### SOURCE DOCUMENT
* Begin *

We need to modernize AI regulation

Regulation needs to be proactive. Here’s two ways that can happen.

Abstract image of a courthouse

AI regulation is on its way. Sundar Pichai, CEO of Google, generated a lot of buzz recently with an op-ed he wrote for the The Financial Times calling for greater regulation but that it should be “a relatively light touch that recognizes the need to avoid a one-size-fits-all approach.” Tony Blair, the UK’s former PM, is on the record as saying that big tech - and by implication AI - is a utility and should be regulated accordingly. The US government has called for public input (due March 13) on the regulation of AI, where, right now at least, the focus is on staying in the lead without impinging on the rights and values of US citizens.

Regulation is going to get stuck. Because of how AI actually works, accuracy and fairness are in competition. An AI will be racist or sexist or unfair simply as a natural by-product of optimizing for accuracy or profit. It won’t deliver “fair” or “trust” or “non-discriminatory” on its own. What makes AI regulation so difficult is that, although in theory there are many existing laws that can work just fine for AI, in practice there’s a missing piece.

AI outpaces humans. It takes time for people to see that damage has been done and it’s not possible to see harm as it’s happening. Reactive regulation will be ineffective because it leaves regulators without any technical way to regulate. All they have are organizational and human responses - oversight committees and corporate processes.

Regulation needs to be proactive. Here’s two ways that can happen.

Real-time monitoring

We need humans to be able to understand what machines are doing, even if they can’t match their speed and scale, or understand the deep complexity of the algorithms, data and models. The financial industry has largely solved this problem. FINRA, the industry’s self-regulatory agency has direct access to highly granular trading data with sensors placed directly into data feeds.

In a recent Brookings article, the authors of The Ethical Algorithm, explain how the financial industry uses technology to monitor technology. The solution is to monitor selectively; placing sensors where the most important algorithmic decisions are made and knowing what to looking for. This same idea could be applied to big tech AI - the science is understood, the measures are known and the techniques are available. Monitoring could theoretically be run completely from the outside, perhaps using composite systems or only at specified times. It could be built off to the side and never deployed in production. It could, in short, be non-intrusive.

If there really is gender bias in the credit limits granted for Apple’s new credit card (as has been alleged anecdotally), it could be discovered by regulators in a controlled, confidential, and automated experiment with black-box access to the underlying model. If there is racial bias in Google search results or housing ads on Facebook, regulator-side algorithms making carefully designed queries to those platforms could conceivably discover and measure it on a sustained basis.

- Michael Kearns, Aaron Roth, The Ethical Algorithm.

* End *

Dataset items
* Begin *

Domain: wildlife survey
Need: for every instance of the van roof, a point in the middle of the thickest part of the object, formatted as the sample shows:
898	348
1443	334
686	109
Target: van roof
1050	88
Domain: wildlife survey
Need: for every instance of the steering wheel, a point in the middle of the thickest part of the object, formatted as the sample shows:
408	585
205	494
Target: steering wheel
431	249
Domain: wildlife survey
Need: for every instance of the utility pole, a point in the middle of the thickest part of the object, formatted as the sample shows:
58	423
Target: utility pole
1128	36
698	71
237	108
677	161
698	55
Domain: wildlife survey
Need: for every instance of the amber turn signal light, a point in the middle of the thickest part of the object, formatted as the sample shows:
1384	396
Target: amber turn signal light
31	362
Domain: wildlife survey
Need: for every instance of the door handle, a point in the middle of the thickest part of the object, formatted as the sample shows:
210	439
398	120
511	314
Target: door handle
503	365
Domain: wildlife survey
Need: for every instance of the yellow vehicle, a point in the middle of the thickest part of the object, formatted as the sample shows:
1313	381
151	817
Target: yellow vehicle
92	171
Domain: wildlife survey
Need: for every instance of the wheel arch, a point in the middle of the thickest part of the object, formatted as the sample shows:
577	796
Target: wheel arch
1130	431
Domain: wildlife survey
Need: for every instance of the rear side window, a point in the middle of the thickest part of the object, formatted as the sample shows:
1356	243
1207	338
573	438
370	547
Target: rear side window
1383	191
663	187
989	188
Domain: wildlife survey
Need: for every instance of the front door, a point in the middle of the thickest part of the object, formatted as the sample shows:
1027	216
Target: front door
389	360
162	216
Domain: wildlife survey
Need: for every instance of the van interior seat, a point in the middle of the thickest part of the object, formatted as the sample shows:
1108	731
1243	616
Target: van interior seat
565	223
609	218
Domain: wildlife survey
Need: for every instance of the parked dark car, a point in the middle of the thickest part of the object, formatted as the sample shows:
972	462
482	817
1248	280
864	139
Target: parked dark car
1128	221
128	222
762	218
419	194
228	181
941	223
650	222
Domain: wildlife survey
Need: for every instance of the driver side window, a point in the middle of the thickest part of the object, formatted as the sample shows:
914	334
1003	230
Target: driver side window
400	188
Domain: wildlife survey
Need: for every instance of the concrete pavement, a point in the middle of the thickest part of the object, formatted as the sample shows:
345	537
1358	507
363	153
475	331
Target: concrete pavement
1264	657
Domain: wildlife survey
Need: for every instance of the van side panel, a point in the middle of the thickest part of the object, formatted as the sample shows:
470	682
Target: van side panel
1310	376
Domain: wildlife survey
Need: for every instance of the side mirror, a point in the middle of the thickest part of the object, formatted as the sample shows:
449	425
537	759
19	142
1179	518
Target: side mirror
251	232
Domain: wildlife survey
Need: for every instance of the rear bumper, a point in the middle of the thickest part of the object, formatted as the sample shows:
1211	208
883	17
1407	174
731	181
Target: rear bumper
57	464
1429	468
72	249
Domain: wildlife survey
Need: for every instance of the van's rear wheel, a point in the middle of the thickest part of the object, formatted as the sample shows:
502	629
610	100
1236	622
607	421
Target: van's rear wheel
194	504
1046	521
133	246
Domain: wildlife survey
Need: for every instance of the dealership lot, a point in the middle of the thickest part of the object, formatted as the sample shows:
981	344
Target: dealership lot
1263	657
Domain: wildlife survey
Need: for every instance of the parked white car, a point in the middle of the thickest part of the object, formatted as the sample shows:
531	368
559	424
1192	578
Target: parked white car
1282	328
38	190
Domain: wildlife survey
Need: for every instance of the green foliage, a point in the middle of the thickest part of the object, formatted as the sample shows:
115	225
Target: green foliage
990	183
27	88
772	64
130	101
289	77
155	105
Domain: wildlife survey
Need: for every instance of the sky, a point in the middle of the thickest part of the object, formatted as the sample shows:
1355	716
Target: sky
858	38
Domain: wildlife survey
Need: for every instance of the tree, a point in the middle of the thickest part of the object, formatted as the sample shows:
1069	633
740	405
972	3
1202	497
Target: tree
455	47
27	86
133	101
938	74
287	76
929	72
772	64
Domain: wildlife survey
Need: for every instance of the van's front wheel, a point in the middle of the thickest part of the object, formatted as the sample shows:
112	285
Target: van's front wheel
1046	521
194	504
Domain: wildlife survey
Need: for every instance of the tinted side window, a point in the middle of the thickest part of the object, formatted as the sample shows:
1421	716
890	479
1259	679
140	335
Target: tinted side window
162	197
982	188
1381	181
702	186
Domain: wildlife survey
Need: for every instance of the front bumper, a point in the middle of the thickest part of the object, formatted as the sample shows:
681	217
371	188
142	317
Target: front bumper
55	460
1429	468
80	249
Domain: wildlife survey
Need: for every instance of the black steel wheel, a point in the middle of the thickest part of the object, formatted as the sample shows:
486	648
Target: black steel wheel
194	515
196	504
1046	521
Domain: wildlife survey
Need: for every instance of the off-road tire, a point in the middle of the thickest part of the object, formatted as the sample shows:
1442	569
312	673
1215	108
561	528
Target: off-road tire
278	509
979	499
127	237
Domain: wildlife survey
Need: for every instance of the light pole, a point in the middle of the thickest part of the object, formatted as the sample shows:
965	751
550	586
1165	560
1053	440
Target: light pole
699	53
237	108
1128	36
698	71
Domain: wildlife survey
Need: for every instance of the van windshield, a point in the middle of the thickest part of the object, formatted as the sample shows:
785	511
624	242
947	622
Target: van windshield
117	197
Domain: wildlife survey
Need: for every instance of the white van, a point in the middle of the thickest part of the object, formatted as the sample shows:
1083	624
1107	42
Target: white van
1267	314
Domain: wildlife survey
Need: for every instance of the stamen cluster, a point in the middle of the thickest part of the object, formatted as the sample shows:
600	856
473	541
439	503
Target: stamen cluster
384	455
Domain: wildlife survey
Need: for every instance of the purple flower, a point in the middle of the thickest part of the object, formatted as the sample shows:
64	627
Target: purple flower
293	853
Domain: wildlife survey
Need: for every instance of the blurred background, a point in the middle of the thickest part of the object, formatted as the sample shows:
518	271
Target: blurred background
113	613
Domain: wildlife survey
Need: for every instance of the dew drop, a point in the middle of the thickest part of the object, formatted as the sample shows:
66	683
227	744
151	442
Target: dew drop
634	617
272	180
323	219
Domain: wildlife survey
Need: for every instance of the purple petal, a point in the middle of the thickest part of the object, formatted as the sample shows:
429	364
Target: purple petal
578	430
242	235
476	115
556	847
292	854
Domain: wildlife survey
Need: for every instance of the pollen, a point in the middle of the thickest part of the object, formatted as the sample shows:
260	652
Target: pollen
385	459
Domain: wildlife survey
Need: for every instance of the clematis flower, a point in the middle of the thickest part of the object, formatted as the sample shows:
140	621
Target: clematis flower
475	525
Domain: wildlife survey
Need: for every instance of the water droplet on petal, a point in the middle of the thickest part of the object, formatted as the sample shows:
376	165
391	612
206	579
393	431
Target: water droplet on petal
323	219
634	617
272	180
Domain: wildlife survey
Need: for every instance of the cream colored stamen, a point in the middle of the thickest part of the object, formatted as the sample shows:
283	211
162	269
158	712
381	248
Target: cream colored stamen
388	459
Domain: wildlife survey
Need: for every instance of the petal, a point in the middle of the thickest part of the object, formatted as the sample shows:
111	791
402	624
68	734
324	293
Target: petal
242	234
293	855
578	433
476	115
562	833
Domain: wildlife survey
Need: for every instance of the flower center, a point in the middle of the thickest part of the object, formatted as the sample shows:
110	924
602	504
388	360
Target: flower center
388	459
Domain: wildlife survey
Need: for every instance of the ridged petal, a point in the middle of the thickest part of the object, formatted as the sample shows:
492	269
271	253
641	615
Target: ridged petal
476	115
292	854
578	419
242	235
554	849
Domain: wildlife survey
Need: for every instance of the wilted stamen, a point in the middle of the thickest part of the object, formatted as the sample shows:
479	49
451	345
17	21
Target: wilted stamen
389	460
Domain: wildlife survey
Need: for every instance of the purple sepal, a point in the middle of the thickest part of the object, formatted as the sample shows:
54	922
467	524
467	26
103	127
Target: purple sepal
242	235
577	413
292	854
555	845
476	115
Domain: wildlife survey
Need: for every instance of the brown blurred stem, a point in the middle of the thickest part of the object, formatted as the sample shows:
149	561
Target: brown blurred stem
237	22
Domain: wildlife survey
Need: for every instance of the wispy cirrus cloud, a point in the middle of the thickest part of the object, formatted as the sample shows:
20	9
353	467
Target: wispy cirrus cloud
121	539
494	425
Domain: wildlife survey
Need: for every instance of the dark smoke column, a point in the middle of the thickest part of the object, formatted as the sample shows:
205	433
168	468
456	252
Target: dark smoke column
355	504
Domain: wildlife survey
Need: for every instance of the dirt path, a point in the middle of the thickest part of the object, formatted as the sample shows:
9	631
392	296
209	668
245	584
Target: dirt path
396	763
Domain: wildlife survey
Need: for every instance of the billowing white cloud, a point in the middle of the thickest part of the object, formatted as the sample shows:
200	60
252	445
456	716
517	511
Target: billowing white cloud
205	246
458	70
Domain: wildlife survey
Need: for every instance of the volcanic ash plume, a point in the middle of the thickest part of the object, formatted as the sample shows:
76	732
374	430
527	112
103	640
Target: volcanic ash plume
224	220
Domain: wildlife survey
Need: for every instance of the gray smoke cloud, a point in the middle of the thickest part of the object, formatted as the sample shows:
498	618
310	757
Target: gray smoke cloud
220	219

* End *

### THE TASKS
a - In the article on AI regulation, what is the deadline for public input on AI regulation requested by the US government?
b - Which people does the article on AI regulation mention by name? List every one.

### SOLUTIONS PER TASK
a - March 13

b - Sundar Pichai, Tony Blair, Michael Kearns, Aaron Roth